* _Arbeitsauftrag A_
In welchem Jahr wurde das Ashalayam laut dem Text über Straßenkinder in Kalkutta gegründet?
* _Arbeitsauftrag B_
Geben Sie den Text über Straßenkinder in Kalkutta von „Zusammen mit vier“ bis einschließlich „Straßenkinder zu erreichen.“ wieder und tauschen Sie dabei „Direktor“ gegen „Leiter“ aus.

* _Lesetext_

☆ ☆ ☆ ☆ ☆

Straßenkinder in Kalkutta

Beten und browsen

Computerkurse, Hoffnung und drei warme Mahlzeiten täglich. Boris Bocheinski (Fotos) hat sich ein Kinderheim in Kalkutta angesehen und die potenziellen Slumdog Millionaires porträtiert. Heike Karen Runge (Text) stellt das Projekt »Homes of Hope« vor

Zu Kalkutta fallen einem die Straßenkinder, die Armut und Mutter Teresa ein. Günter Grass fiel dazu »ein Haufen Scheiße, wie Gott ihn fallen ließ und Kalkutta nannte«, ein. Grass’ Zeiten als Dritte-Welt-Bummler sind vorbei, Mutter Teresa lebt nicht mehr, und die indische Stadt versucht längst, ihr Image als Elendsmetropole loszuwerden, und kehrt ihre lange Tradition als Stadt der kulturellen Vielfalt heraus. Zum Standort Kalkutta gehören dann auch so überraschende Aspekte wie eine Independant-Filmszene, die sich als Antagonist zu der in Bombay angesiedelten Bollywood-Industrie versteht.
Auch wenn die Armut vielleicht nicht mehr ganz so sichtbar ist wie noch vor ein paar Jahrzehnten, gibt es sie, die vielen Straßenkinder, die kein funktionierendes Familienleben kennen, keine Schule besuchen, kein Dach über dem Kopf haben.
Für Kalkuttas Problemjugendliche wurde 1985 von einer indischen NGO das Ashalayam, nach dem Sanskrit-Wort für »Heime der Hoffnung«, gegründet, das verwaisten, verstoßenen und misshandelten Jungen und Mädchen Zuflucht und Perspektive bieten will. Getragen wird das Projekt, das mehrere Heime in Kalkutta und eins im Grenzgebiet zu Bangladesh unterhält, von den zum katholischen Don-Bosco-­Orden gehörenden Salesianern, die sich ganz im Sinne ihres italienischen Gründungsvaters weltweit für den vernachlässigten Nachwuchs engagieren, und zwar unabhängig von Herkunft und Religion.
Zusammen mit vier hauptamtlichen Mitarbeitern, die mit den Kindern wohnen, lernen und arbeiten, sowie einem Netzwerk aus rund 150 Helfern organisiert der Direktor des Projekts, George Chempakath­niat, das alltägliche Leben im Heim, aber auch eine Reihe von Informationsveranstaltungen, um die Straßenkinder zu erreichen.
Eine Hotline wurde geschaffen, wo Kinder kostenlos anrufen und Hilfe anfordern können. Mit mobilen Schulen und Kliniken vor Ort versucht man auch, an diejenigen heranzukommen, die weiterhin auf der Straße leben. Regelmäßig finden im Heim so genannte Melas statt, das ist eine Mischung aus Event und Tag der Offenen Tür, zu der rund 8o Kinder eingeladen werden.
Die Teilnehmer haben Gelegenheit, sich zu waschen, sie werden medizinisch betreut, es gibt Spiele, Diskussionsrunden und Aufklärung über Themen wie Drogen und Sexualität. Einerseits werden die Kinder in traditionellen Tätigkeiten wie der Getreide­aufbereitung unterrichtet, andererseits sollen sie zukunftsfähig gemacht werden. Besonders stolz ist man deshalb auf den vollklimatisierten Computer-Raum, wo sich die Heimjugend mit der Technik vertraut machen kann. Und gebetet wird mit den potenziellen Slumdog Millionaires im katholischen Heim natürlich auch.

☆ ☆ ☆ ☆ ☆

* _Angezeigte Einträge_
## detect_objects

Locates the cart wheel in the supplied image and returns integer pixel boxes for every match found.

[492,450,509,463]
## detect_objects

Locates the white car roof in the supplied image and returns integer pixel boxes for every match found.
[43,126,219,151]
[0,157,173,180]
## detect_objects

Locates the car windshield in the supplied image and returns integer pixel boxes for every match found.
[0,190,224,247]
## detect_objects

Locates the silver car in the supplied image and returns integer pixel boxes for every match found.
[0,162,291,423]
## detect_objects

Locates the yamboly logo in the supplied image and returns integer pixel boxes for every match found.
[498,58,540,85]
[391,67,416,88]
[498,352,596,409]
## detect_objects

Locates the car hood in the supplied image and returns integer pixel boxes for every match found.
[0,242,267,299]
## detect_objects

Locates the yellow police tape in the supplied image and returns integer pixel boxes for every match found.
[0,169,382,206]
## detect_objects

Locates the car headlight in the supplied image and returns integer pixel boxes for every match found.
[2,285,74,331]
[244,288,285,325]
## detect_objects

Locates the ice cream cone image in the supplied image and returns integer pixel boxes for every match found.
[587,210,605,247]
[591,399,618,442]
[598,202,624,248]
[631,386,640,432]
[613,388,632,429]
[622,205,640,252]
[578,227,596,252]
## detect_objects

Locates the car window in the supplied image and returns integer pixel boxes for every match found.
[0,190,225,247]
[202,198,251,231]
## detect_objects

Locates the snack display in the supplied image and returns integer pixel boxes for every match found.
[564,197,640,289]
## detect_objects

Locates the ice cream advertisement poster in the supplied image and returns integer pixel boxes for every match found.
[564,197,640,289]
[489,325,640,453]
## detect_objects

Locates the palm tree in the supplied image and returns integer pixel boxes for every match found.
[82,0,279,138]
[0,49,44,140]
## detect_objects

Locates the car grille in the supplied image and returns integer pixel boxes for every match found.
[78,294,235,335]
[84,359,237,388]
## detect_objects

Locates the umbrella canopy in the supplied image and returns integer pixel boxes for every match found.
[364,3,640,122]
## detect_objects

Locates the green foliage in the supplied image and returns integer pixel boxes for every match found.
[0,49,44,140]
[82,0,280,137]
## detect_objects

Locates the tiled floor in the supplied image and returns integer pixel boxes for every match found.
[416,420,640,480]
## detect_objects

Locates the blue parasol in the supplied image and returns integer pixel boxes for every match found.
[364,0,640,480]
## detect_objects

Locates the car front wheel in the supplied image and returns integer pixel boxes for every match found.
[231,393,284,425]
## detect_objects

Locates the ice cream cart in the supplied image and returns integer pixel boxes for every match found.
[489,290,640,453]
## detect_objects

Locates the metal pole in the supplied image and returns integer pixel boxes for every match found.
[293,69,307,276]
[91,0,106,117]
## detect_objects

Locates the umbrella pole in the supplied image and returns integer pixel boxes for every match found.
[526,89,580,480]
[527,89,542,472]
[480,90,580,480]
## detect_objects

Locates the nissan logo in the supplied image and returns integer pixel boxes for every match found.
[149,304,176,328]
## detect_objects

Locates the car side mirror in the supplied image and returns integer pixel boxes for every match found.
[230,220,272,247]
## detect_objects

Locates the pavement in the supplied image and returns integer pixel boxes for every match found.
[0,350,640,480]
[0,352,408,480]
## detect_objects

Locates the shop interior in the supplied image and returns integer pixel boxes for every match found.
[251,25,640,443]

☆ ☆ ☆ ☆ ☆

* _Lösung A_
1985

* _Lösung B_
Zusammen mit vier hauptamtlichen Mitarbeitern, die mit den Kindern wohnen, lernen und arbeiten, sowie einem Netzwerk aus rund 150 Helfern organisiert der Leiter des Projekts, George Chempakath­niat, das alltägliche Leben im Heim, aber auch eine Reihe von Informationsveranstaltungen, um die Straßenkinder zu erreichen.